ACTIVITY
When a line in the listing contains the string "petal", pick it out and copy it.

PROVIDED MATERIAL
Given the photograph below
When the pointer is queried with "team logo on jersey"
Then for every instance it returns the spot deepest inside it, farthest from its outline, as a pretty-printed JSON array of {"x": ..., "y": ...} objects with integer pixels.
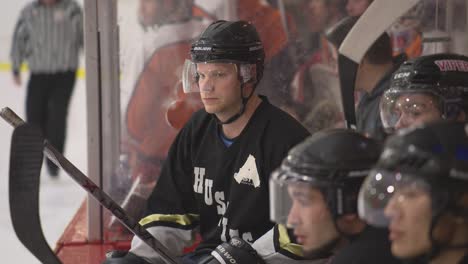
[{"x": 248, "y": 173}]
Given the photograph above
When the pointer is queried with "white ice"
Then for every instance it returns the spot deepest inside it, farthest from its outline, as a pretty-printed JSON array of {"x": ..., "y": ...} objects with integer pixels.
[{"x": 59, "y": 198}]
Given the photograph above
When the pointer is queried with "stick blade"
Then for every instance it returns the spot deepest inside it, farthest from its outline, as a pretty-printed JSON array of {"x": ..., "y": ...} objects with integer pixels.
[{"x": 26, "y": 157}]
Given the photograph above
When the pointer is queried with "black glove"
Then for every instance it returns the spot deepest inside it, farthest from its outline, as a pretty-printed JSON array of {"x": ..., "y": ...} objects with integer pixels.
[
  {"x": 236, "y": 251},
  {"x": 123, "y": 257}
]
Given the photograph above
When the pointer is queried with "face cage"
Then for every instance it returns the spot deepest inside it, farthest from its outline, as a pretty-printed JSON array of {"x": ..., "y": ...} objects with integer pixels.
[
  {"x": 388, "y": 105},
  {"x": 335, "y": 195},
  {"x": 383, "y": 187}
]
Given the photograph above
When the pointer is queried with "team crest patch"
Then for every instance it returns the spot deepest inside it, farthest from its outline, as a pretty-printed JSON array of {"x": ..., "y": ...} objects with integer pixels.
[{"x": 248, "y": 173}]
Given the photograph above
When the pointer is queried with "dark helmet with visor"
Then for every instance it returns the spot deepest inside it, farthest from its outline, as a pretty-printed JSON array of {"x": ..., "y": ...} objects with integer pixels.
[
  {"x": 429, "y": 84},
  {"x": 333, "y": 161},
  {"x": 430, "y": 159},
  {"x": 236, "y": 42}
]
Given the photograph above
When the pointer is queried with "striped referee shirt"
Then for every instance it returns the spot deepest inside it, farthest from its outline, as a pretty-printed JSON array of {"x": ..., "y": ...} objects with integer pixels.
[{"x": 48, "y": 38}]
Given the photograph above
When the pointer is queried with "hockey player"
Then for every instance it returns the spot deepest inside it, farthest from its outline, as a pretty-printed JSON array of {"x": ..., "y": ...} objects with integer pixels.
[
  {"x": 215, "y": 179},
  {"x": 157, "y": 107},
  {"x": 315, "y": 191},
  {"x": 419, "y": 188},
  {"x": 425, "y": 89}
]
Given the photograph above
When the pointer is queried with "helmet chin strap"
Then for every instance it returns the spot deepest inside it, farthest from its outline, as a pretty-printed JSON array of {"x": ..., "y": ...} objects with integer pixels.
[
  {"x": 244, "y": 105},
  {"x": 324, "y": 251}
]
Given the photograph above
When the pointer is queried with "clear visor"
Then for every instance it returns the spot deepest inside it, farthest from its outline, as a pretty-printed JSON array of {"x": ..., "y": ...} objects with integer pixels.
[
  {"x": 196, "y": 78},
  {"x": 190, "y": 77},
  {"x": 381, "y": 189},
  {"x": 400, "y": 110},
  {"x": 287, "y": 188}
]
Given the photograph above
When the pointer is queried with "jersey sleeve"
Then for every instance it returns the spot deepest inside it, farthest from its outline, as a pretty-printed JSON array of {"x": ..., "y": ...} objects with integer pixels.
[
  {"x": 277, "y": 247},
  {"x": 172, "y": 213}
]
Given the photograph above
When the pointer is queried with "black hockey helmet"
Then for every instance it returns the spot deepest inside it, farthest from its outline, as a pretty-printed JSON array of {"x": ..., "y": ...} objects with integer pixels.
[
  {"x": 443, "y": 77},
  {"x": 231, "y": 41},
  {"x": 431, "y": 159},
  {"x": 236, "y": 42},
  {"x": 334, "y": 161}
]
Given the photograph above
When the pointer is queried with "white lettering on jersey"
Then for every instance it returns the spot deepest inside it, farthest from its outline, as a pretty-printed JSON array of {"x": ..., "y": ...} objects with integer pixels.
[
  {"x": 198, "y": 184},
  {"x": 233, "y": 233},
  {"x": 208, "y": 192},
  {"x": 248, "y": 173},
  {"x": 223, "y": 222},
  {"x": 247, "y": 236},
  {"x": 219, "y": 198}
]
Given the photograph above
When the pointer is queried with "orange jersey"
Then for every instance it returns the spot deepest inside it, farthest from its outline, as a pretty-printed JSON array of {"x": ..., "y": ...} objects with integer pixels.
[
  {"x": 267, "y": 21},
  {"x": 156, "y": 90}
]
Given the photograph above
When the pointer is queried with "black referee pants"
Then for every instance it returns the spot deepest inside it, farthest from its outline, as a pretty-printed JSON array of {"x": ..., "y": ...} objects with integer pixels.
[{"x": 47, "y": 101}]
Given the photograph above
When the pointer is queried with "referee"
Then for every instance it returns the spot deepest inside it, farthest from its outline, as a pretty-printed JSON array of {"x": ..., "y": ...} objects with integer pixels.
[{"x": 48, "y": 36}]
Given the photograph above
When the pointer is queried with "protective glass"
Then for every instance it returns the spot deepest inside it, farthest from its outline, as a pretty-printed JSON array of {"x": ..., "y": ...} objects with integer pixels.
[
  {"x": 401, "y": 109},
  {"x": 381, "y": 188}
]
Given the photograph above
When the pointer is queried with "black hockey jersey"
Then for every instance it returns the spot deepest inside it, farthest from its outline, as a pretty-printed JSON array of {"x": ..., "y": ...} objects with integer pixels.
[{"x": 221, "y": 190}]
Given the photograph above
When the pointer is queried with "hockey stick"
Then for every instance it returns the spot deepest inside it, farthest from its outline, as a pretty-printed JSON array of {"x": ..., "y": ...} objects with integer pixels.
[
  {"x": 376, "y": 19},
  {"x": 25, "y": 168},
  {"x": 89, "y": 186}
]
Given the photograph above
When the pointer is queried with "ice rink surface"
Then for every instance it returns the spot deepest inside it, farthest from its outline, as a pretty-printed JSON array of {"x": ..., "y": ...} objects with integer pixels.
[{"x": 59, "y": 197}]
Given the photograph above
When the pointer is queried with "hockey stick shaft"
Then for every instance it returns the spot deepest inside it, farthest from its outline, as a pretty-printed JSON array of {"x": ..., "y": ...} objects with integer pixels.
[
  {"x": 372, "y": 24},
  {"x": 26, "y": 155},
  {"x": 98, "y": 194}
]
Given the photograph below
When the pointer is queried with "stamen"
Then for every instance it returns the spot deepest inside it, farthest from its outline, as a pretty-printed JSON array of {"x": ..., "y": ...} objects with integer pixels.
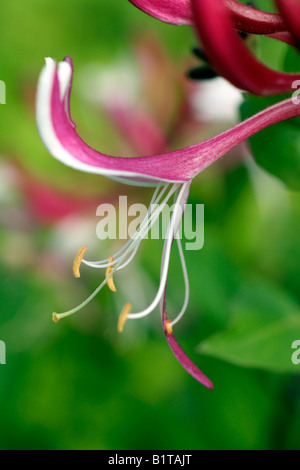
[
  {"x": 168, "y": 327},
  {"x": 55, "y": 317},
  {"x": 110, "y": 281},
  {"x": 123, "y": 316},
  {"x": 78, "y": 260}
]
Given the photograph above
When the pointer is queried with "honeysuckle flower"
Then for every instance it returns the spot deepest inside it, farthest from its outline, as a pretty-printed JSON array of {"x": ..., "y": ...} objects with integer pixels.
[
  {"x": 170, "y": 173},
  {"x": 230, "y": 56},
  {"x": 246, "y": 18},
  {"x": 290, "y": 12}
]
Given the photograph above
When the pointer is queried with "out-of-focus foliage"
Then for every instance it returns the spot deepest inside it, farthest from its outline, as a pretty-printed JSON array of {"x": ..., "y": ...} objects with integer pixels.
[{"x": 80, "y": 384}]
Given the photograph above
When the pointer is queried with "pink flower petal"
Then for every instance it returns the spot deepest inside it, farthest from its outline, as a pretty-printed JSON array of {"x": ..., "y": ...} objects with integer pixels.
[
  {"x": 58, "y": 134},
  {"x": 182, "y": 357},
  {"x": 245, "y": 18}
]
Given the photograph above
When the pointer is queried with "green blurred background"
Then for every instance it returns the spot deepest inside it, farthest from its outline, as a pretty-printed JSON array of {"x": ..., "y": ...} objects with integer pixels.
[{"x": 80, "y": 384}]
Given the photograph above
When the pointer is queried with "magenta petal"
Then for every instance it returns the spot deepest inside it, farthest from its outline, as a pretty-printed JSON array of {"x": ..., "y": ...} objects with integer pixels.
[
  {"x": 290, "y": 11},
  {"x": 246, "y": 18},
  {"x": 58, "y": 133},
  {"x": 182, "y": 357},
  {"x": 230, "y": 56}
]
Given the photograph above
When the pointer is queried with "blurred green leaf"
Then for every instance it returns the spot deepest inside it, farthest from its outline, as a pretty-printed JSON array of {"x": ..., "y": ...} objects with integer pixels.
[
  {"x": 263, "y": 326},
  {"x": 277, "y": 148}
]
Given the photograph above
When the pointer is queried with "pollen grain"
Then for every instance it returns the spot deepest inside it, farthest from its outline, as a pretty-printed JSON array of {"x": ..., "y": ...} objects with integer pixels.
[
  {"x": 123, "y": 316},
  {"x": 78, "y": 260}
]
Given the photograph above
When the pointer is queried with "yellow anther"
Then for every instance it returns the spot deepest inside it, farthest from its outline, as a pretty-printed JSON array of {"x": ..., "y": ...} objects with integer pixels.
[
  {"x": 123, "y": 316},
  {"x": 168, "y": 327},
  {"x": 78, "y": 260},
  {"x": 110, "y": 281}
]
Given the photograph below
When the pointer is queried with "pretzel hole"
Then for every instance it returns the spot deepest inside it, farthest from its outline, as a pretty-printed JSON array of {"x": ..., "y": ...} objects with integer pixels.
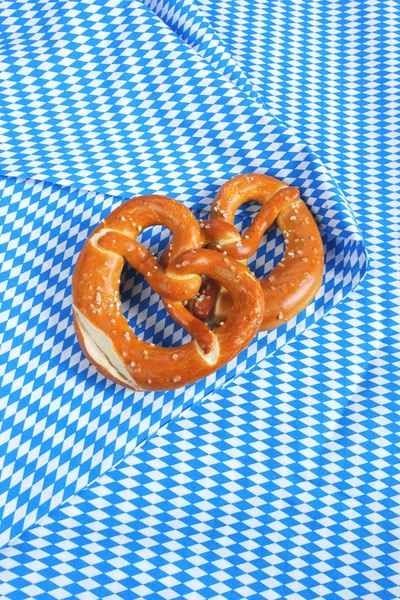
[
  {"x": 272, "y": 246},
  {"x": 141, "y": 306},
  {"x": 155, "y": 239}
]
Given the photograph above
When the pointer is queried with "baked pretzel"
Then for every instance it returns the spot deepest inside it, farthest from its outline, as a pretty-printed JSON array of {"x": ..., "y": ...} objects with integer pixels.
[
  {"x": 105, "y": 335},
  {"x": 295, "y": 280}
]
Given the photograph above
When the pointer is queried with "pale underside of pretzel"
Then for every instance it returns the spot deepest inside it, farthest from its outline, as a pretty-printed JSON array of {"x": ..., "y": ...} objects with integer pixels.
[
  {"x": 294, "y": 281},
  {"x": 103, "y": 331}
]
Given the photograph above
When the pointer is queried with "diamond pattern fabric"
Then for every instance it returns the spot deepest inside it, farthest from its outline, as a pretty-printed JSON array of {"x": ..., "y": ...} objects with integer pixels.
[{"x": 283, "y": 482}]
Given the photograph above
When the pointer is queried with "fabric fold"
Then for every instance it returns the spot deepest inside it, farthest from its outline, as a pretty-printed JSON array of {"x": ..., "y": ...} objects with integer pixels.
[{"x": 101, "y": 102}]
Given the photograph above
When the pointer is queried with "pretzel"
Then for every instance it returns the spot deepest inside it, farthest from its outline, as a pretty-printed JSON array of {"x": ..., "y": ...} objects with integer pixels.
[
  {"x": 105, "y": 335},
  {"x": 295, "y": 280}
]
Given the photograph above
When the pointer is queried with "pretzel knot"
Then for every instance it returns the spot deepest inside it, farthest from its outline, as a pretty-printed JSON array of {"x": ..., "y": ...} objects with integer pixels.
[
  {"x": 105, "y": 335},
  {"x": 295, "y": 280}
]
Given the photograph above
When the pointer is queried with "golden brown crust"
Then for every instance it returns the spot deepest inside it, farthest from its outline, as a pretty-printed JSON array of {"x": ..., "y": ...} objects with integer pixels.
[
  {"x": 294, "y": 282},
  {"x": 104, "y": 333}
]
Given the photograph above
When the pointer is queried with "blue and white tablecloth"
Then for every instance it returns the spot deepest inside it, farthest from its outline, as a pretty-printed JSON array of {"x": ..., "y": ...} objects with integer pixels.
[{"x": 281, "y": 481}]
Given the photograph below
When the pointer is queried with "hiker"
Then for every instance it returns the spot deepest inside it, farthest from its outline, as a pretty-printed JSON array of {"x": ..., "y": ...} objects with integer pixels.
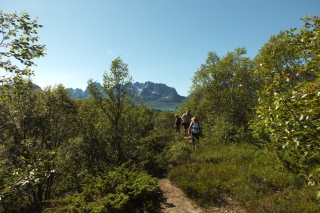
[
  {"x": 177, "y": 123},
  {"x": 186, "y": 119},
  {"x": 195, "y": 129}
]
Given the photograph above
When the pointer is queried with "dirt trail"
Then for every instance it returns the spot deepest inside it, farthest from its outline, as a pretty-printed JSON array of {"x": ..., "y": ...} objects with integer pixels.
[{"x": 176, "y": 201}]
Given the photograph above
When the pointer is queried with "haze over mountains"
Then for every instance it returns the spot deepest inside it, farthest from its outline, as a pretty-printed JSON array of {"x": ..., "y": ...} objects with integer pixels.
[{"x": 152, "y": 94}]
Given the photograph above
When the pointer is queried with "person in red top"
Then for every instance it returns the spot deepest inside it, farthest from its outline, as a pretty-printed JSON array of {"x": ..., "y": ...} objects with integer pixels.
[{"x": 186, "y": 120}]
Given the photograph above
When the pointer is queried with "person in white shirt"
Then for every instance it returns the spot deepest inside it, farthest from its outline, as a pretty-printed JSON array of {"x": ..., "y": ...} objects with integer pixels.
[{"x": 195, "y": 129}]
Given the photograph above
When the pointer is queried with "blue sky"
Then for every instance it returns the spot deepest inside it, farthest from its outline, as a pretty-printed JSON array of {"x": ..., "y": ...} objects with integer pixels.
[{"x": 163, "y": 41}]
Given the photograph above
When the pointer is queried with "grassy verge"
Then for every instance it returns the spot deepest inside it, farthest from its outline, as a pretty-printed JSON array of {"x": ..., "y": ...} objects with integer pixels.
[{"x": 219, "y": 173}]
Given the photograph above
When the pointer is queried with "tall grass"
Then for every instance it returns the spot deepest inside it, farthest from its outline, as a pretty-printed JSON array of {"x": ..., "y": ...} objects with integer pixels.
[{"x": 220, "y": 174}]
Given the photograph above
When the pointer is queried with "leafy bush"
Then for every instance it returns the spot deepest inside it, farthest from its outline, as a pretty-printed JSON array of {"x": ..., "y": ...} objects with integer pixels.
[
  {"x": 220, "y": 174},
  {"x": 121, "y": 190}
]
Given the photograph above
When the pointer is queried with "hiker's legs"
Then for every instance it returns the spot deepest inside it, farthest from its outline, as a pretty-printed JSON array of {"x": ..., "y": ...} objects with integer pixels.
[
  {"x": 195, "y": 136},
  {"x": 186, "y": 127}
]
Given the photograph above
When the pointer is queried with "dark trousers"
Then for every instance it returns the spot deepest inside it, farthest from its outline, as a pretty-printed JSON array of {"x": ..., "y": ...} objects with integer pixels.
[{"x": 195, "y": 136}]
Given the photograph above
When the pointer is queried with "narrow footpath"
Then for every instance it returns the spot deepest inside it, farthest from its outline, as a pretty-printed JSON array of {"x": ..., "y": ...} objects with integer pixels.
[{"x": 175, "y": 199}]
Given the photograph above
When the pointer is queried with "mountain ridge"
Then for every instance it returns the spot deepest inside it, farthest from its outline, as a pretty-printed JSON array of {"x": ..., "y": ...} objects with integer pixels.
[{"x": 149, "y": 93}]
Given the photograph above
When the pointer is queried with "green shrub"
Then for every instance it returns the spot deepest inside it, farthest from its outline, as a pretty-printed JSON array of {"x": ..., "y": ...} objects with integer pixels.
[
  {"x": 121, "y": 190},
  {"x": 219, "y": 173}
]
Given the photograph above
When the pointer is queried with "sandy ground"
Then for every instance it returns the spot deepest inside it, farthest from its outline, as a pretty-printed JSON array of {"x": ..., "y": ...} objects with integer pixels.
[{"x": 176, "y": 201}]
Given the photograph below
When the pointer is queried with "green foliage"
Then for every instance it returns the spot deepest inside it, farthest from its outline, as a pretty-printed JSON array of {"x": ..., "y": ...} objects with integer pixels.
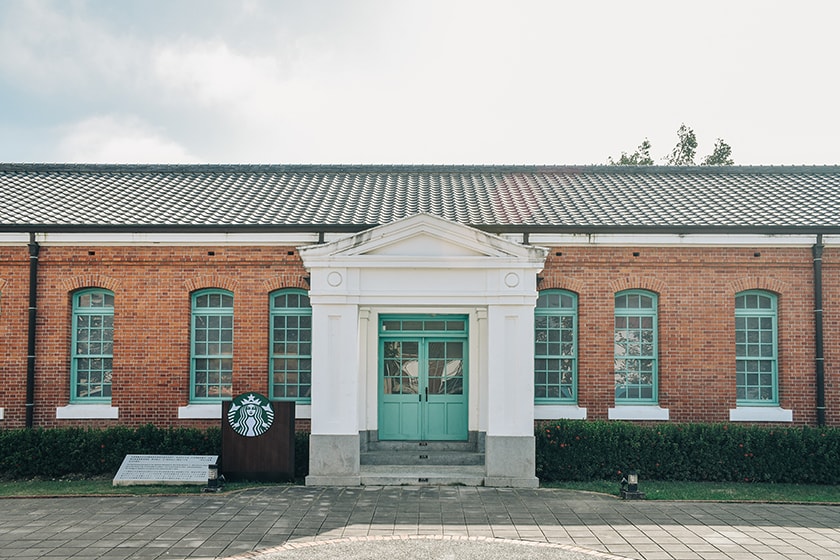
[
  {"x": 87, "y": 452},
  {"x": 640, "y": 157},
  {"x": 721, "y": 155},
  {"x": 60, "y": 452},
  {"x": 683, "y": 153},
  {"x": 582, "y": 450}
]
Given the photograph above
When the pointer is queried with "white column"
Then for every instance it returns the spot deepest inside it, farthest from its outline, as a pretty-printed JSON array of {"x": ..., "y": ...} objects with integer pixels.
[
  {"x": 334, "y": 441},
  {"x": 509, "y": 444}
]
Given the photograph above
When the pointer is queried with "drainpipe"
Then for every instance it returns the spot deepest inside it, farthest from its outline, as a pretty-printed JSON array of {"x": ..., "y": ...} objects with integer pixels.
[
  {"x": 34, "y": 249},
  {"x": 818, "y": 331}
]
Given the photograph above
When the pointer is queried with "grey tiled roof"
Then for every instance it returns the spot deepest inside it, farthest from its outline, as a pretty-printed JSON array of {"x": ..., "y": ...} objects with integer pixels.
[{"x": 526, "y": 198}]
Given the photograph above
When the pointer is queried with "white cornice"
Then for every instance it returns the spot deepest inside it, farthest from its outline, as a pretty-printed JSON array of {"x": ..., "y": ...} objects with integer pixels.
[{"x": 312, "y": 238}]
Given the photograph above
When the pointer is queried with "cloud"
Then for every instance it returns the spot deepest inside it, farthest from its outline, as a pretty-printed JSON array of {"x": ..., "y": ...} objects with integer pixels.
[{"x": 119, "y": 139}]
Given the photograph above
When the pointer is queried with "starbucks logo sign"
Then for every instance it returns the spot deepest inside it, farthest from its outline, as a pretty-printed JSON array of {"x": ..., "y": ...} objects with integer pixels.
[{"x": 250, "y": 414}]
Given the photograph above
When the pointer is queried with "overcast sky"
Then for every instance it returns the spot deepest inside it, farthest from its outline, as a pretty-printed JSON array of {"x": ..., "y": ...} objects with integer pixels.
[{"x": 487, "y": 82}]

RESULT OF THE EXERCISE
When the pointer is queried with "pink flower petal"
When the pointer is queried with "magenta petal"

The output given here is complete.